YOUR OBJECTIVE> Report every line in the data below that contains the string "flame".

[Rows from an object pointing dataset]
━━━━━━━━
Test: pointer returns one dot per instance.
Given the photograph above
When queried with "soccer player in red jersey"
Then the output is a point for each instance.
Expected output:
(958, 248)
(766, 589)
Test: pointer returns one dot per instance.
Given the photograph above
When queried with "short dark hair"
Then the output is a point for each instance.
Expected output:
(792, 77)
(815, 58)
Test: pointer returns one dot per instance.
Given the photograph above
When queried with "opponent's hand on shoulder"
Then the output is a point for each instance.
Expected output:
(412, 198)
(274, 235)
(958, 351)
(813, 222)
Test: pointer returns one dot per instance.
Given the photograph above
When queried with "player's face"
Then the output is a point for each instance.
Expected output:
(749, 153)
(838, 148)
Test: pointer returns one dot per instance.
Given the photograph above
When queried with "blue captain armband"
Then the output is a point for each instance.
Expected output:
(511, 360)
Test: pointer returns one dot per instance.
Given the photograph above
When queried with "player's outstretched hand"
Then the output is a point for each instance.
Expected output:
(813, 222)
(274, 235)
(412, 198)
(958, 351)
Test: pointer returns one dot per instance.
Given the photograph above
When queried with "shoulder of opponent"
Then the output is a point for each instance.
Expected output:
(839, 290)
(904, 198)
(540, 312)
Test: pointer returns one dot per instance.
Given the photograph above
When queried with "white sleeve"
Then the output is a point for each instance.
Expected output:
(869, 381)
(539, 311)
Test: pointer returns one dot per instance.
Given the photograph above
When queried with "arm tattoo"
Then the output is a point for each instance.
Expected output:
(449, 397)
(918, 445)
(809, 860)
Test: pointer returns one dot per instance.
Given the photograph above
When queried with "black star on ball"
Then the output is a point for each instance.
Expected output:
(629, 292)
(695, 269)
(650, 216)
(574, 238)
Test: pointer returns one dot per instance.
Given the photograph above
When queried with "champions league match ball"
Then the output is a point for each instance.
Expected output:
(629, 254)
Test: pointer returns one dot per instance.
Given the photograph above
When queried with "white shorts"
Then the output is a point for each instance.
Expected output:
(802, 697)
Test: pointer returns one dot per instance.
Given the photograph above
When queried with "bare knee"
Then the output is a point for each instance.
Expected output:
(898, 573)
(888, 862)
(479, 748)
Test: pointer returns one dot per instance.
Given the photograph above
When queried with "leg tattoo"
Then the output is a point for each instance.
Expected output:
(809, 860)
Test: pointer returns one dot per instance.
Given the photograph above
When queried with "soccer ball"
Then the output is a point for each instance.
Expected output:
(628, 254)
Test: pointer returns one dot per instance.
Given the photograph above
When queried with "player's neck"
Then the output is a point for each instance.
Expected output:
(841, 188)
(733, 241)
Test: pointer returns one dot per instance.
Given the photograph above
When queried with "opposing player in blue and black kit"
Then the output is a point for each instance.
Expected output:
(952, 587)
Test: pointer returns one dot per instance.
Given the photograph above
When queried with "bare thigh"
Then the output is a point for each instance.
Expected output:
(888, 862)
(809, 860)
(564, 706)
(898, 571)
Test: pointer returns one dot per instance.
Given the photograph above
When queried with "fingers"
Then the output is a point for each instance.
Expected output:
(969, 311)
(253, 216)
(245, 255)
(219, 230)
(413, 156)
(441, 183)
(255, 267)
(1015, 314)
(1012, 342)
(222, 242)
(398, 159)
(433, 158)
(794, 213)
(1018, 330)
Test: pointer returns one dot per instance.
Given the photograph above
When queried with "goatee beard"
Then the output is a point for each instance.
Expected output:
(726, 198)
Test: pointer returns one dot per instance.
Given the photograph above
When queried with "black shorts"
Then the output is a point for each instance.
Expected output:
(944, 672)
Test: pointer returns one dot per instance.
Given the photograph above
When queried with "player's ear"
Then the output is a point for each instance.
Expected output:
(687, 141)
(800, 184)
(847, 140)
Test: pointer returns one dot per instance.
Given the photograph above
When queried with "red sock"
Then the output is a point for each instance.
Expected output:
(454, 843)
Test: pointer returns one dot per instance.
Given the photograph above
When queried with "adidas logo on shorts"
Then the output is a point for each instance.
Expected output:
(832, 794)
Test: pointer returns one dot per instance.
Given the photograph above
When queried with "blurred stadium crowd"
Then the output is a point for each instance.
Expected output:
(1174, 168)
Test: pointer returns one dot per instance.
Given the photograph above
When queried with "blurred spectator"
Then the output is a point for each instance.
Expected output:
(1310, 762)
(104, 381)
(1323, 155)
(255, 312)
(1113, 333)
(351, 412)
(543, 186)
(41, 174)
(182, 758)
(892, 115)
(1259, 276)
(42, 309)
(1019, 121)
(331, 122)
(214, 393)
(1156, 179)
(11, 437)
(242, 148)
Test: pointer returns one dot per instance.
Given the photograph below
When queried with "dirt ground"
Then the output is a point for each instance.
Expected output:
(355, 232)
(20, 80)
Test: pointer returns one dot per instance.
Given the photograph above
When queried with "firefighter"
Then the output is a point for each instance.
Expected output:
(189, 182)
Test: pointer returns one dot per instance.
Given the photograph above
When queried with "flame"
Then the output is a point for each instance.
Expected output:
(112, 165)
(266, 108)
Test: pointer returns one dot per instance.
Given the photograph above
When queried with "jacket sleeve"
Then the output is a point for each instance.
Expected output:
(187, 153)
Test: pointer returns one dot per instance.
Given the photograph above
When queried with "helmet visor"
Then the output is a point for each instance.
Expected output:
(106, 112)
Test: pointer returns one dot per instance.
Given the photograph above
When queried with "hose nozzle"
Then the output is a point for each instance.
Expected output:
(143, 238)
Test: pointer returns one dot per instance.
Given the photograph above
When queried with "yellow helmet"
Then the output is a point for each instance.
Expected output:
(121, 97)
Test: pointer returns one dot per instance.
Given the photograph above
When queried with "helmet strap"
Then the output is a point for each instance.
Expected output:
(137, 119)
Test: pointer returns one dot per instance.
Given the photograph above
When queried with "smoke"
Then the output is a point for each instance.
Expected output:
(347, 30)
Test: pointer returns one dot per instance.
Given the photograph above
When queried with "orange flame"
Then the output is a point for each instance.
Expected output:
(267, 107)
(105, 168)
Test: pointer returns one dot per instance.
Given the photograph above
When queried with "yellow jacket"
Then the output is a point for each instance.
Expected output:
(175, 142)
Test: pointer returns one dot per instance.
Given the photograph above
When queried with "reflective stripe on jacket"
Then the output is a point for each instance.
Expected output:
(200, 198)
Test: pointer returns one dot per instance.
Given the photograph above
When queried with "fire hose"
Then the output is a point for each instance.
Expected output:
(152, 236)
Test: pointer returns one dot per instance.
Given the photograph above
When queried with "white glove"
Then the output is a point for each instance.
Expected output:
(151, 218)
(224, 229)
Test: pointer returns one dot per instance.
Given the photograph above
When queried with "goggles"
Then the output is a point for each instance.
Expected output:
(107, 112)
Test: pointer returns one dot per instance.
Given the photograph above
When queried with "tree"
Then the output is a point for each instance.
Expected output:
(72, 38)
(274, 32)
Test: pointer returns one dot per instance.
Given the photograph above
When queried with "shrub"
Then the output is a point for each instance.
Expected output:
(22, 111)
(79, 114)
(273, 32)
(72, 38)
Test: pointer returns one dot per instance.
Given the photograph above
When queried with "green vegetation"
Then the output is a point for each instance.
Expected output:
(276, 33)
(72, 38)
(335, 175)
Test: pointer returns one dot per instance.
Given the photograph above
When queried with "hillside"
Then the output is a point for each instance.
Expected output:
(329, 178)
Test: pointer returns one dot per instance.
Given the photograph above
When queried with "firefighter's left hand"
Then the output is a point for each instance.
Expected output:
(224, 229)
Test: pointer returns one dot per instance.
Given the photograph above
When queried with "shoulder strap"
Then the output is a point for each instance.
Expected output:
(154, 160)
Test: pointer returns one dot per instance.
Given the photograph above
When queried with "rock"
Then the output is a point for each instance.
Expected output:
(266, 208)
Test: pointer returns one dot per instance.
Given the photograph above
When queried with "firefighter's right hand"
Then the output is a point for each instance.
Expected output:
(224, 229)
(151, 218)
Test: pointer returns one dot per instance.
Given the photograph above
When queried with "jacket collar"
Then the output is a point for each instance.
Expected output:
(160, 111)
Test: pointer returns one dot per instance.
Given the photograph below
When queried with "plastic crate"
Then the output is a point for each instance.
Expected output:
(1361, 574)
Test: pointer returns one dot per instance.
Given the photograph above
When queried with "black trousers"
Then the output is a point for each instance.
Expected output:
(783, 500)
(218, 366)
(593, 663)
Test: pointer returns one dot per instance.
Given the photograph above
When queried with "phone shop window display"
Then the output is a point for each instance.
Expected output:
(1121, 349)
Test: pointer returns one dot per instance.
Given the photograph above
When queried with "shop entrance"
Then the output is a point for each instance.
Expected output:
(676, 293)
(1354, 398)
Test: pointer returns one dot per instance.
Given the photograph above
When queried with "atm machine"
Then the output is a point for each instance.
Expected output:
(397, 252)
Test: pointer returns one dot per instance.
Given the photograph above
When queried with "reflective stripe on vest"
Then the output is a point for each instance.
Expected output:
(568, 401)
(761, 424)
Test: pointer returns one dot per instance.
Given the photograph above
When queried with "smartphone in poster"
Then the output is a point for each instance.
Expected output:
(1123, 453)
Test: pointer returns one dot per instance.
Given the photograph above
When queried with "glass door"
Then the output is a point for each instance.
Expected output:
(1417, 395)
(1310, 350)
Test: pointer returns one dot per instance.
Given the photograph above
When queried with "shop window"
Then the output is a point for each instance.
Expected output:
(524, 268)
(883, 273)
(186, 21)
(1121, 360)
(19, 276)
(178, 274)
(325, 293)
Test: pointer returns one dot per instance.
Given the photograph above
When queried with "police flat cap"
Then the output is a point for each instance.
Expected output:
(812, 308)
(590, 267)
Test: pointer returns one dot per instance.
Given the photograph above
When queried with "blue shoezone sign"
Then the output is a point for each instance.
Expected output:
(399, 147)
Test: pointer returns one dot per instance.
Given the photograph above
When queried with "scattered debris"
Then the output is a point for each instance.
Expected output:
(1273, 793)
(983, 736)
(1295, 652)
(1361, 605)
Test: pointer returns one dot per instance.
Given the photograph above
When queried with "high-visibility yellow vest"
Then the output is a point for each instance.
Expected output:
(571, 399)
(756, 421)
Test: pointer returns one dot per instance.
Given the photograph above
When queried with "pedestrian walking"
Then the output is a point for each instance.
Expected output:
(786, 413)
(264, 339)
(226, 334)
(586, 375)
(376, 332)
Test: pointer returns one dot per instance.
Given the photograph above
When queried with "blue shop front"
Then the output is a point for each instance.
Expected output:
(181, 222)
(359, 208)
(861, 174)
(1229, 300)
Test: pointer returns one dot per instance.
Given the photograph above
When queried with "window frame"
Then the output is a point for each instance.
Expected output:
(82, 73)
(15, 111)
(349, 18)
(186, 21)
━━━━━━━━
WRITTEN RESPONSE>
When queried with "flame"
When queried with "orange flame"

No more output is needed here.